• [Work to complete]
Output all lines exactly, with nothing added or dropped.

• [Records shown]
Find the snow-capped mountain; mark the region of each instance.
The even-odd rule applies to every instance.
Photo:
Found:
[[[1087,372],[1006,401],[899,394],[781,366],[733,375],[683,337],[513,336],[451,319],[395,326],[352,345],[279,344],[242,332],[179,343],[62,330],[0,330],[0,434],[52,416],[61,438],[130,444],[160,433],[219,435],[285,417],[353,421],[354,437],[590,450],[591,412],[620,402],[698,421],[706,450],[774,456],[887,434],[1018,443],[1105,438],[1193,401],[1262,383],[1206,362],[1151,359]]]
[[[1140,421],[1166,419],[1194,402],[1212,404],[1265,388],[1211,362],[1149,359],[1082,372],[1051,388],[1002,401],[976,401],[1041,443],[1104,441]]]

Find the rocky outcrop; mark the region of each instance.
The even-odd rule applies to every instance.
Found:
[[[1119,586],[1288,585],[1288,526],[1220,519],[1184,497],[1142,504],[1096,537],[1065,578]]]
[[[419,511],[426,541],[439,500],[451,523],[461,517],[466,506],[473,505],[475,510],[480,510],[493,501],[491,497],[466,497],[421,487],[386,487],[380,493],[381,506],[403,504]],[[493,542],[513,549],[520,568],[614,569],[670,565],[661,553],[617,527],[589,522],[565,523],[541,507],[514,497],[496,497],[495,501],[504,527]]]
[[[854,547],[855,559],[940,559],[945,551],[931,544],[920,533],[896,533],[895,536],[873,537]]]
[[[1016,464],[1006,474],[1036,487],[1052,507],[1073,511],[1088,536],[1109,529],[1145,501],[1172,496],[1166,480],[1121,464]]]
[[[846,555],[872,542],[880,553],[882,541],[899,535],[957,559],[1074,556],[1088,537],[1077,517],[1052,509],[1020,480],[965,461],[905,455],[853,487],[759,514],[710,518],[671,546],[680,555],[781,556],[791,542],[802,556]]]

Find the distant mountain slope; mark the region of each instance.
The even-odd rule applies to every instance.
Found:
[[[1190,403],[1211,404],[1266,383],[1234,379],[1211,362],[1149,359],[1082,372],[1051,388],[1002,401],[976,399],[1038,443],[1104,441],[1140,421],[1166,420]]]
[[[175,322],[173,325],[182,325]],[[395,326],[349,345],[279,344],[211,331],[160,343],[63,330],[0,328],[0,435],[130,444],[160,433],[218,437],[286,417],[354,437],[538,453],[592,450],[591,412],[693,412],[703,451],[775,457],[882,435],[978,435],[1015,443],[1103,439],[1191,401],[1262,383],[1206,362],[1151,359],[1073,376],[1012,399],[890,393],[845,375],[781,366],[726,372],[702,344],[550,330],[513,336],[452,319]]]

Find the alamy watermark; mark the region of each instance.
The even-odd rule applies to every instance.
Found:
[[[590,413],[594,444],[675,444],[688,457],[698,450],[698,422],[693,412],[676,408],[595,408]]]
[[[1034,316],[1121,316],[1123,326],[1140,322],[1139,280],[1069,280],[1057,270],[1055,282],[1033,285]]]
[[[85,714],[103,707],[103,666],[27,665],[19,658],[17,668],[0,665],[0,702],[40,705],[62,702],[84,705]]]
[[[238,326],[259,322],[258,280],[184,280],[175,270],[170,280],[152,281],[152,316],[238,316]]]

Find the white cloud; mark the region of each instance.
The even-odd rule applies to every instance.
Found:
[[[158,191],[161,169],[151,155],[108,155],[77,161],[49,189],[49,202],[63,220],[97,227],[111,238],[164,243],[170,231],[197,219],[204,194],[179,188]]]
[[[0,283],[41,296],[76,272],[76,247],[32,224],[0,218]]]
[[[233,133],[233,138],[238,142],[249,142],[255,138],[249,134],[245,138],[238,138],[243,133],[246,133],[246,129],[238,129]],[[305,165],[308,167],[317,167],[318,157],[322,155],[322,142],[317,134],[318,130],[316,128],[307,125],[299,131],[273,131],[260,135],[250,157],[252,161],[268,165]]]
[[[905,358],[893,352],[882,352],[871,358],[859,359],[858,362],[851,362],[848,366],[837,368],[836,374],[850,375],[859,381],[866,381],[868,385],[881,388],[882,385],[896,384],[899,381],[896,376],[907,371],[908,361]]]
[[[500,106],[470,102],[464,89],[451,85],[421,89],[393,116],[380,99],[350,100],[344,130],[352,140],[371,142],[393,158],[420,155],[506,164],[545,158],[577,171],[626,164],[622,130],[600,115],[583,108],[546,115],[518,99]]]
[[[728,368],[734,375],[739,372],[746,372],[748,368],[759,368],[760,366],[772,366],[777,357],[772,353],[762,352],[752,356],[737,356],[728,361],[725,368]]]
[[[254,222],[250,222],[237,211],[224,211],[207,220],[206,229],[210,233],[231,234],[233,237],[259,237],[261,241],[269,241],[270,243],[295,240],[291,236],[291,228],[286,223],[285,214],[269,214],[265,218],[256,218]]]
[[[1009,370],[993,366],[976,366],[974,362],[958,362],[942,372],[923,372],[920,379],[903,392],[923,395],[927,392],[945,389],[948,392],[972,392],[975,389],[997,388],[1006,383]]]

• [Answer for the task]
Find the snow-capped mountain; mark the region of each instance.
The even-odd rule applies to every instance.
Photo:
Found:
[[[1087,372],[1006,401],[899,394],[781,366],[733,375],[683,337],[513,336],[451,319],[395,326],[352,345],[279,344],[242,332],[179,343],[62,330],[0,330],[0,434],[52,416],[61,438],[130,444],[160,433],[219,435],[285,417],[353,421],[354,437],[590,450],[591,412],[620,402],[698,421],[706,450],[774,456],[887,434],[1018,443],[1105,438],[1193,401],[1262,383],[1206,362],[1151,359]]]
[[[1140,421],[1166,419],[1194,402],[1212,404],[1265,388],[1211,362],[1149,359],[1082,372],[1051,388],[1002,401],[976,401],[1041,443],[1104,441]]]

Find the rocky outcrop; mark the region of each instance.
The even-odd rule applies to every instance.
Found:
[[[1119,586],[1288,585],[1288,526],[1220,519],[1184,497],[1142,504],[1096,537],[1065,578]]]
[[[419,511],[426,541],[439,500],[451,523],[461,517],[466,506],[473,505],[475,510],[480,510],[493,501],[491,497],[466,497],[421,487],[386,487],[380,493],[381,506],[403,504]],[[493,542],[513,549],[520,568],[614,569],[670,565],[661,553],[617,527],[589,522],[565,523],[541,507],[514,497],[496,497],[495,501],[504,527]]]
[[[854,547],[855,559],[940,559],[945,551],[931,544],[920,533],[896,533],[895,536],[873,537]]]
[[[1016,464],[1006,474],[1036,487],[1052,507],[1073,511],[1088,536],[1109,529],[1145,501],[1172,496],[1166,480],[1121,464]]]
[[[846,555],[872,542],[880,553],[882,541],[899,535],[957,559],[1074,556],[1088,537],[1077,517],[1052,509],[1020,480],[965,461],[905,455],[853,487],[759,514],[710,518],[671,546],[680,555],[781,556],[791,542],[802,556]]]

Find the distant mountain slope; mark the region of each instance.
The even-odd rule applies to every instance.
Found:
[[[1190,403],[1211,404],[1266,383],[1234,379],[1211,362],[1149,359],[1082,372],[1051,388],[1002,401],[976,399],[1038,443],[1104,441],[1140,421],[1166,420]]]
[[[175,322],[173,325],[182,325]],[[395,326],[349,345],[279,344],[211,331],[160,343],[63,330],[0,328],[0,435],[130,444],[160,433],[218,437],[286,417],[354,437],[538,453],[592,450],[591,412],[693,412],[703,451],[775,457],[882,435],[978,435],[1015,443],[1103,439],[1191,401],[1262,383],[1206,362],[1151,359],[1073,376],[1012,399],[890,393],[845,375],[781,366],[726,372],[702,344],[550,330],[513,336],[452,319]]]

Find the alamy watermark; mark the region of each instance.
The even-odd rule applies to every instance.
Found:
[[[590,413],[594,444],[675,444],[688,457],[698,450],[698,422],[693,412],[676,408],[595,408]]]
[[[1034,316],[1121,316],[1123,326],[1140,322],[1139,280],[1069,280],[1057,270],[1055,282],[1033,285]]]
[[[85,714],[103,707],[103,666],[27,665],[19,658],[17,668],[0,665],[0,702],[40,705],[62,702],[84,705]]]
[[[238,326],[259,322],[258,280],[184,280],[175,270],[170,280],[152,281],[152,316],[238,316]]]

Find the white cloud; mark the region of each instance.
The even-odd rule applies to every instance.
Found:
[[[158,191],[161,169],[151,155],[108,155],[77,161],[49,189],[49,202],[63,220],[97,227],[111,238],[164,243],[170,231],[197,219],[204,194],[179,188]]]
[[[0,283],[41,296],[76,272],[76,247],[32,224],[0,218]]]
[[[233,133],[233,138],[238,142],[249,142],[255,138],[249,134],[245,138],[238,138],[243,133],[246,133],[246,129],[238,129]],[[305,165],[308,167],[317,167],[318,157],[322,155],[322,142],[317,134],[318,130],[316,128],[307,125],[299,131],[273,131],[260,135],[250,157],[252,161],[268,165]]]
[[[905,358],[893,352],[882,352],[871,358],[859,359],[858,362],[851,362],[848,366],[837,368],[836,374],[850,375],[859,381],[866,381],[868,385],[881,388],[882,385],[896,384],[899,381],[896,376],[907,371],[908,361]]]
[[[500,106],[470,102],[464,89],[451,85],[421,89],[393,116],[380,99],[350,100],[344,130],[352,140],[371,142],[393,158],[420,155],[506,164],[545,158],[577,171],[626,164],[622,130],[600,115],[583,108],[546,115],[518,99]]]
[[[728,368],[734,375],[739,372],[746,372],[748,368],[759,368],[760,366],[772,366],[777,357],[772,353],[762,352],[752,356],[737,356],[728,361],[725,368]]]
[[[254,222],[250,222],[237,211],[224,211],[207,220],[206,229],[210,233],[231,234],[233,237],[259,237],[261,241],[269,241],[270,243],[295,240],[291,236],[291,228],[286,223],[285,214],[269,214],[265,218],[256,218]]]
[[[1009,370],[993,366],[976,366],[974,362],[958,362],[942,372],[923,372],[920,379],[903,392],[923,395],[927,392],[945,389],[948,392],[972,392],[975,389],[997,388],[1006,383]]]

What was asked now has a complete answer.